Copy out the records below verbatim, starting at the line that contains "Practice step: pick out every instance of the amaryllis" and ending at the line that contains "[(554, 441), (47, 304), (504, 241), (189, 456), (797, 444)]", with both of those lines included.

★ ★ ★

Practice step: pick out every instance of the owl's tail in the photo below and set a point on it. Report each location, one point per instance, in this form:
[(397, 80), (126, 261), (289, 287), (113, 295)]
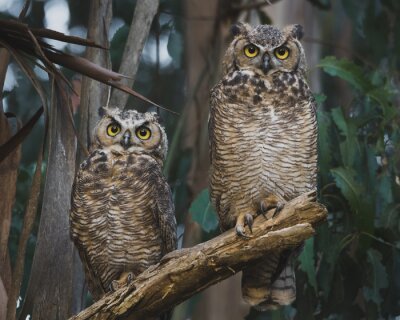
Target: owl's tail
[(270, 283)]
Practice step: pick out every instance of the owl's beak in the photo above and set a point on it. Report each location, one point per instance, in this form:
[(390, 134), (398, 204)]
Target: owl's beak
[(266, 65), (126, 139)]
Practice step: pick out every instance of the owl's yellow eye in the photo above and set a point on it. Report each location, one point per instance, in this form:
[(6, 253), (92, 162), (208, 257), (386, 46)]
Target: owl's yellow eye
[(143, 133), (113, 129), (251, 51), (282, 53)]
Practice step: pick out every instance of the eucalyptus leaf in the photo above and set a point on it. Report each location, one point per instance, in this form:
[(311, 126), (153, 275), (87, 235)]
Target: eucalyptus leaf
[(175, 47), (307, 262), (378, 277), (348, 71), (351, 189)]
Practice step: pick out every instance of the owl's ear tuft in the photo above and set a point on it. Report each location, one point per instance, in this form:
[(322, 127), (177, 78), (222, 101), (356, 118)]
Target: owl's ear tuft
[(295, 30), (240, 28)]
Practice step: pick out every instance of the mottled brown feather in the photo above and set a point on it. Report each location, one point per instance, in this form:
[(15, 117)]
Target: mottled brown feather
[(263, 146), (122, 215)]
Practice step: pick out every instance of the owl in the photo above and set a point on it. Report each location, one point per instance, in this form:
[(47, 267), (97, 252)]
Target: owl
[(122, 216), (263, 145)]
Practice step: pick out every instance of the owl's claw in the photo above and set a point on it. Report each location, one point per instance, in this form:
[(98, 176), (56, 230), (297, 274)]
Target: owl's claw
[(248, 219), (240, 231), (242, 221), (124, 280), (270, 202)]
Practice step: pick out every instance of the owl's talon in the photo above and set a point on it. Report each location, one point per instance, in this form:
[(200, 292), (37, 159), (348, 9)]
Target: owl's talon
[(241, 232), (129, 278), (114, 286), (248, 219)]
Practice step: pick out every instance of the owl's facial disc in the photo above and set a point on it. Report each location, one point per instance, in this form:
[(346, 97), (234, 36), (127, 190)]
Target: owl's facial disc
[(266, 63), (126, 141)]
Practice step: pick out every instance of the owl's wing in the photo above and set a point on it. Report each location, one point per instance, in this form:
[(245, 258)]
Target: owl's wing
[(165, 213), (78, 209), (213, 103)]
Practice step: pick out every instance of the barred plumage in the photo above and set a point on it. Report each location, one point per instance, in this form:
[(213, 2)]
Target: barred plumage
[(122, 215), (263, 145)]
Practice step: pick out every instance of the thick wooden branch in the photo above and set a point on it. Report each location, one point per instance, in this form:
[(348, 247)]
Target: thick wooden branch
[(185, 272)]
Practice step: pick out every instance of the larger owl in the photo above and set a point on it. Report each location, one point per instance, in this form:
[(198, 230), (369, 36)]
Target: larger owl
[(122, 215), (263, 145)]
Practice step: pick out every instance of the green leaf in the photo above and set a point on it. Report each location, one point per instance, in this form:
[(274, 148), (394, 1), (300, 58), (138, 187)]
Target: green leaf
[(349, 149), (307, 262), (319, 98), (203, 212), (351, 189), (378, 277), (346, 70)]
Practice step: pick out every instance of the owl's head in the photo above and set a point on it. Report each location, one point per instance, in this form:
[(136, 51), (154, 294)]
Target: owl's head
[(265, 49), (129, 131)]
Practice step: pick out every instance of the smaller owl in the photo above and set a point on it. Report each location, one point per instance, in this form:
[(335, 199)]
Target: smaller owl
[(122, 215)]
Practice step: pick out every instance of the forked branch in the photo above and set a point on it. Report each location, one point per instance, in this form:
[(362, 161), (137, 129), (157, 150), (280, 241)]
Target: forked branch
[(185, 272)]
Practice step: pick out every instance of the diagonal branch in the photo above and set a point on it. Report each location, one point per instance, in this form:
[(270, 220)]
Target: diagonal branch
[(185, 272)]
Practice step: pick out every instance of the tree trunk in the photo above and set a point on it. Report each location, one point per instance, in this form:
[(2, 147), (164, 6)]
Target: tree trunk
[(145, 10), (8, 183), (94, 94), (49, 294)]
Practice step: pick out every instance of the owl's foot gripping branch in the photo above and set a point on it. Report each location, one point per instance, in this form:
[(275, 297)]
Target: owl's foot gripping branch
[(183, 273)]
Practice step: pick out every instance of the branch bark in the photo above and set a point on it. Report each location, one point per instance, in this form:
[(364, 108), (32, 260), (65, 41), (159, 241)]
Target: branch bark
[(185, 272), (143, 16)]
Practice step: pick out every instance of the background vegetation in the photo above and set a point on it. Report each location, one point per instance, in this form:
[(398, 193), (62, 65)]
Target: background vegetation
[(350, 269)]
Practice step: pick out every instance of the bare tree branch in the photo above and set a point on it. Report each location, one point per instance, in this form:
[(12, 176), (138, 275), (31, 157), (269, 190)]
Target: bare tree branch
[(185, 272), (251, 6), (143, 16)]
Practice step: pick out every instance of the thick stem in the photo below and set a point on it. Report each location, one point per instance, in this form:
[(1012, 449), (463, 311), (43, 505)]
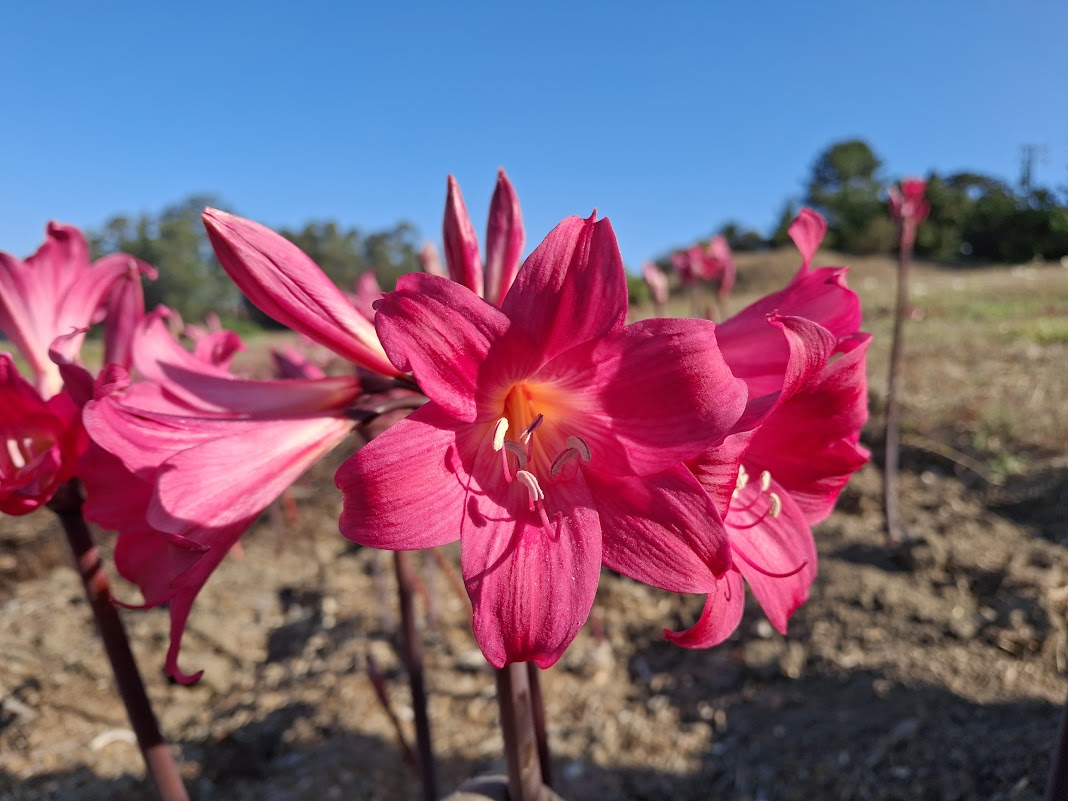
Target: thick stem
[(413, 661), (890, 491), (66, 504), (517, 725), (1056, 784), (537, 708)]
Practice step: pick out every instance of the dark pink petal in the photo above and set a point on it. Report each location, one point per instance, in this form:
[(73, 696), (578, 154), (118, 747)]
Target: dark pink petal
[(125, 311), (443, 333), (605, 398), (810, 444), (661, 530), (807, 231), (572, 287), (782, 546), (531, 584), (232, 478), (720, 617), (757, 351), (391, 482), (40, 442), (504, 239), (461, 245), (284, 283)]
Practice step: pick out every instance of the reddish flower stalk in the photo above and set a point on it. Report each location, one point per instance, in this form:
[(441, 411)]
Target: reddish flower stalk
[(909, 208), (66, 504), (521, 749)]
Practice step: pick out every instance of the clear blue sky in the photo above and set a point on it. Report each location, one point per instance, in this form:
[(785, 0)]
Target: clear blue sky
[(669, 118)]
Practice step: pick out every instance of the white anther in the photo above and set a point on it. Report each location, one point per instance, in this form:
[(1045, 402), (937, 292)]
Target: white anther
[(530, 481), (17, 459), (502, 428), (765, 481), (776, 504), (516, 450), (579, 444)]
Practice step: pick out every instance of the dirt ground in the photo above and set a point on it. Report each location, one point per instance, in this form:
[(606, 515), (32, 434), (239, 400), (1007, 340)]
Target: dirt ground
[(935, 672)]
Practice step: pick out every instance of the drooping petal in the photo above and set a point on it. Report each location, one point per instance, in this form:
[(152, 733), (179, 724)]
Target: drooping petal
[(461, 244), (719, 618), (40, 442), (572, 288), (807, 231), (753, 348), (388, 484), (661, 530), (442, 332), (811, 443), (602, 391), (781, 546), (531, 587), (284, 283), (230, 478), (504, 239)]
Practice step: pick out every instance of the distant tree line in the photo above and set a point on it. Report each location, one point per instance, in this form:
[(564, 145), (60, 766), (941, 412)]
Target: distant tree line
[(192, 282), (974, 218)]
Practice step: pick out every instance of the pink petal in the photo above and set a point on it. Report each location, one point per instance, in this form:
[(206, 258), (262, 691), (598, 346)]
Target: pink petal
[(810, 443), (231, 478), (572, 287), (807, 231), (605, 398), (443, 333), (720, 617), (661, 530), (413, 466), (504, 239), (774, 545), (284, 283), (461, 244), (531, 589)]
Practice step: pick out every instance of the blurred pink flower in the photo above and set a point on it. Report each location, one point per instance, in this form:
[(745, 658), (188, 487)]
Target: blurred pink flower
[(553, 442), (802, 357)]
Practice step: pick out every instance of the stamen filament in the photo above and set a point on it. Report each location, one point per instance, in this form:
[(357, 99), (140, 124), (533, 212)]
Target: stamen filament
[(741, 554)]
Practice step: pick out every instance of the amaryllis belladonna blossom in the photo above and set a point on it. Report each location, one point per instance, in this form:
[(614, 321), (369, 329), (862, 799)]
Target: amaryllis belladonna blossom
[(554, 441), (47, 304), (504, 241), (189, 456), (797, 444)]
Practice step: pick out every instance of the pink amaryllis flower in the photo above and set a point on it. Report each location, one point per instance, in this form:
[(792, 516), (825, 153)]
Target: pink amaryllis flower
[(47, 304), (189, 455), (504, 241), (782, 469), (56, 292), (909, 207), (553, 442)]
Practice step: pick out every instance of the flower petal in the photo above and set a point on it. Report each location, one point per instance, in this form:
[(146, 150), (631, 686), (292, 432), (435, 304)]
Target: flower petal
[(603, 391), (531, 589), (719, 618), (661, 530), (442, 332), (389, 483), (461, 244), (571, 288), (284, 283), (811, 442), (504, 240), (807, 231), (778, 545)]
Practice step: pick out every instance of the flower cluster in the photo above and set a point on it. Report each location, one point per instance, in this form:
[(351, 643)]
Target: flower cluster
[(549, 437)]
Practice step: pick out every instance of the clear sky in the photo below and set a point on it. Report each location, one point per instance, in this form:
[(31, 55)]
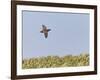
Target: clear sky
[(69, 34)]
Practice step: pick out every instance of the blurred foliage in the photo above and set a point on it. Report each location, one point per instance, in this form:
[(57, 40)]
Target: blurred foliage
[(56, 61)]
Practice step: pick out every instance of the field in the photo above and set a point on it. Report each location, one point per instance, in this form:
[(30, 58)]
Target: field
[(56, 61)]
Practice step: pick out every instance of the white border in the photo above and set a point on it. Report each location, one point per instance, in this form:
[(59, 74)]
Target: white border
[(21, 71)]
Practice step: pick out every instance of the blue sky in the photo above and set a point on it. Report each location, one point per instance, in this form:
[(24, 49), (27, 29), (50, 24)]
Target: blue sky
[(69, 34)]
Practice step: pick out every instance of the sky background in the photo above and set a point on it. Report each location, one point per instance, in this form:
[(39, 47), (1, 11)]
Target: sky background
[(69, 34)]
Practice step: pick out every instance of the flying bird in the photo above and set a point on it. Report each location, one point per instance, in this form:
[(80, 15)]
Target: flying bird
[(45, 31)]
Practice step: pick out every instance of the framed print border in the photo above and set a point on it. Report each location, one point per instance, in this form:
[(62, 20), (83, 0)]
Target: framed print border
[(14, 38)]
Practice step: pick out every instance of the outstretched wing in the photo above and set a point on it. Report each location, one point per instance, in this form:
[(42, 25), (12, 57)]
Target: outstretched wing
[(49, 29), (46, 35)]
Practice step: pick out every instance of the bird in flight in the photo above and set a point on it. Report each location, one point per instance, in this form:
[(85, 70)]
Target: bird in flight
[(45, 31)]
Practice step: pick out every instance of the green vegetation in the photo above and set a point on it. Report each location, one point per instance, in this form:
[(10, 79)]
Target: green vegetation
[(56, 61)]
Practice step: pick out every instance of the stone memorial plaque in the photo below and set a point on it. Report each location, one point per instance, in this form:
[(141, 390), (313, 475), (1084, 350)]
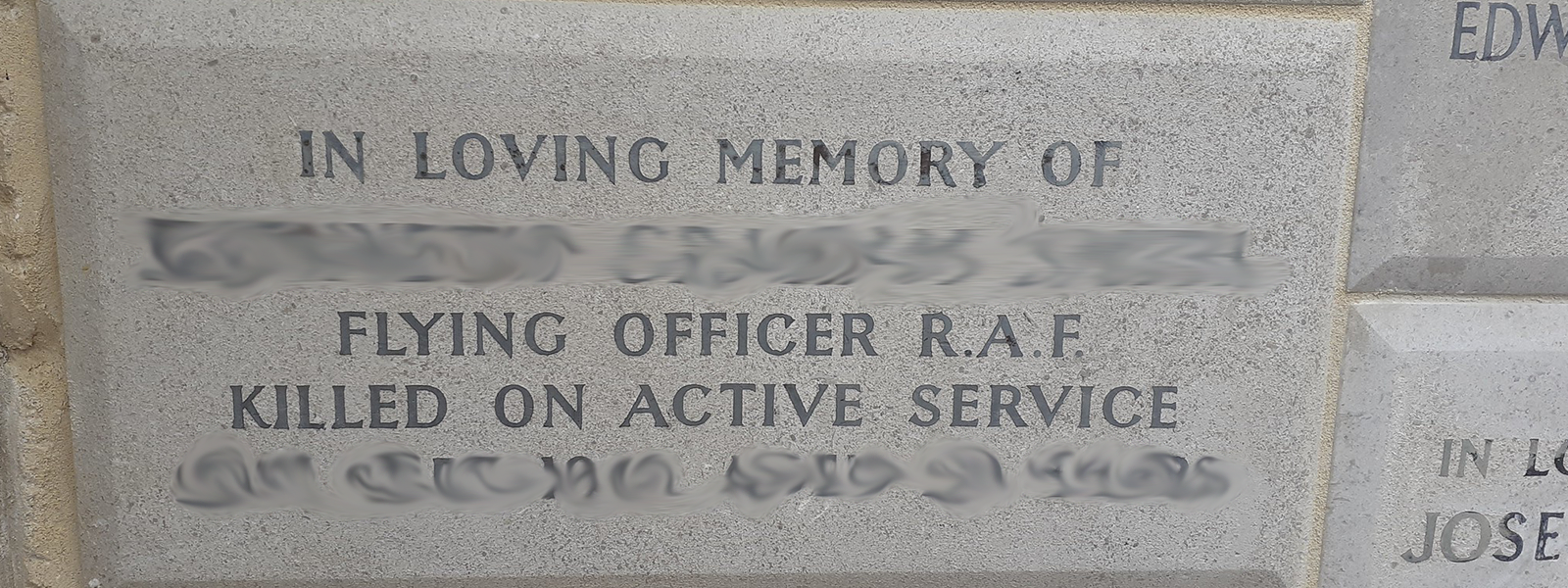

★ ★ ★

* [Exercise result]:
Practice step: pick out every instance of the amaryllis belladonna blossom in the photo above and set a point on it. Report each location, one point per instance, in this form:
[(614, 321), (369, 329), (862, 799)]
Target: amaryllis belladonna blossom
[(554, 441), (47, 304), (504, 241), (189, 456), (797, 444)]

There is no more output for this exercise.